In an offense full of firepower, Nettleton’s Roderick Patterson might just be the unsung hero.

Averaging 8.1 yards per carry, the senior running back has torched opposing defenses on the ground with 566 yards and six touchdowns through five games of action this season.

“It starts with him,” second-year Nettleton head coach John Keith said. “Everything we try to do on the perimeter starts with us being able to run the football.”

The Tigers’ offense features talented transfer quarterback Ty Walton, who has plenty of weapons at his disposal with wide receivers like sophomore Anterion Venson and junior Zavian Dilworth.

Walton’s 879 passing yards and eight touchdowns are heavily portioned to the duo out wide. Venson has 326 yards and three touchdowns on 16 catches, while Dilworth leads the team with 19 receptions for 252 yards and two scores.

Despite the explosiveness on offense, the Tigers (2-4) have hit hard times on a current three-game losing streak. Keith’s offense has put up a few points, but his defense has struggled, giving up 38.4 points per game this season.

The losses are a product of a tough schedule, according to Keith – one he purposefully made in hopes to prepare his team for Division 4-3A play, which starts tonight at home against Aberdeen (2-3, 0-1).

“Last year going into division, our schedule didn’t prepare us to play Booneville, Amory and the games we had to play in the playoffs,” said Keith. “So that’s why we scheduled Caledonia and Senatobia, who we knew would be really good. I talked about leading into the year, that we may be a better football team with a worse record, but we were going to be challenged, and we were going to be ready.”

Last week against Senatobia, Patterson was held under 100 yards for the first time all season but still managed to find the end zone.

The plan is to get him back on track, but it’ll be a challenge against a stiff Bulldogs defense.

“We’re going to commit to running the football,” said Keith. “… It’s not going to be easy because Aberdeen is really good in the defensive box.

“It’s one of those things where if you give a good player the ball enough times, they typically find ways to make plays for you. And he’s going to get opportunities to do that.”

Records in a dataset
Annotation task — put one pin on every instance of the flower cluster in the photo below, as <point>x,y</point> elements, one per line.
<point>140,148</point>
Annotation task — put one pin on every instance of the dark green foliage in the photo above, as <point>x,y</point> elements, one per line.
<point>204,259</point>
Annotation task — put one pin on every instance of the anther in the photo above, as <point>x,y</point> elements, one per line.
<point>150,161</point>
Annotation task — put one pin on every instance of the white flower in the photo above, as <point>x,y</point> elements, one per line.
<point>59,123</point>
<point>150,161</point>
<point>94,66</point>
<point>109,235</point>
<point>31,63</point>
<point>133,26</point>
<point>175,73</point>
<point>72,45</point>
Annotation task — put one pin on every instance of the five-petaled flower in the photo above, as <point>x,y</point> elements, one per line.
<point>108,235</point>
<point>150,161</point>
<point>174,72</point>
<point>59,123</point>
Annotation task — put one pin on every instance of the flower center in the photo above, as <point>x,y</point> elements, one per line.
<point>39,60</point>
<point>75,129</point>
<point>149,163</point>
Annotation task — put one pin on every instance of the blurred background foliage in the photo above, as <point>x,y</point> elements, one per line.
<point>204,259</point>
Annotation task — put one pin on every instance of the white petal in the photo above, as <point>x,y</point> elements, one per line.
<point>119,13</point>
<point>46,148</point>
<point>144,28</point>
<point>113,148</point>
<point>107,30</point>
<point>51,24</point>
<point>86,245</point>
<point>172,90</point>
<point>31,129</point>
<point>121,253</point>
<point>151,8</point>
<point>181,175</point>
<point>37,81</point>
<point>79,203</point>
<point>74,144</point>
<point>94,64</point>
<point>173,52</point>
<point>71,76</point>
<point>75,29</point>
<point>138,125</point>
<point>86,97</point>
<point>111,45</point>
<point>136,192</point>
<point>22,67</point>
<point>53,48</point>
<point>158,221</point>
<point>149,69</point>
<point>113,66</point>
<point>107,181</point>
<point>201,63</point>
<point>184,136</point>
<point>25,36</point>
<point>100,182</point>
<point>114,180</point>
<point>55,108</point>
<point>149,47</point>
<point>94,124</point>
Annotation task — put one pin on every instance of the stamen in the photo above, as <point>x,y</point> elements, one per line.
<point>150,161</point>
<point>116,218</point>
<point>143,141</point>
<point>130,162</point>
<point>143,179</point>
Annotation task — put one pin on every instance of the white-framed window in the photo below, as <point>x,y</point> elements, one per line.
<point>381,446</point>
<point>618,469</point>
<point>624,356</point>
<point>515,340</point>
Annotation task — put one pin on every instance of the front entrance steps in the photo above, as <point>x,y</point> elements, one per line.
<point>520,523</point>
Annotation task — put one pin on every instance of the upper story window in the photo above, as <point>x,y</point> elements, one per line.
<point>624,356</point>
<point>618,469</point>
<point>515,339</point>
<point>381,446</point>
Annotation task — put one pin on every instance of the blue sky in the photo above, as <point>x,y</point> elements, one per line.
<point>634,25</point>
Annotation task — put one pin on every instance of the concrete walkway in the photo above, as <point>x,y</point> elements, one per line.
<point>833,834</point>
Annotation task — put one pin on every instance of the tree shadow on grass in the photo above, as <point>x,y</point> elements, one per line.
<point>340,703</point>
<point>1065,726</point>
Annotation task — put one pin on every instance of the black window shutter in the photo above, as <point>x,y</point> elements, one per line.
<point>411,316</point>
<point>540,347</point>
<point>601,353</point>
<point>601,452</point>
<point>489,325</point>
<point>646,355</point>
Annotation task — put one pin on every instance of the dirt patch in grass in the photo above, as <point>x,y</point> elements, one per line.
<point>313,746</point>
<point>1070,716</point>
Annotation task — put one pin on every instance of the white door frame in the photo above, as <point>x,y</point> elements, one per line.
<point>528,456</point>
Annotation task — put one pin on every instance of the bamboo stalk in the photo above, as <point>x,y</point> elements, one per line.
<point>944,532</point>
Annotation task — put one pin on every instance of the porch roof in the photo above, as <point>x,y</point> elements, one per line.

▶ _Task prompt_
According to the Nettleton football article, how many rushing yards has Roderick Patterson gained through five games this season? This data is separate material from the Nettleton football article.

▶ _Output_
566 yards.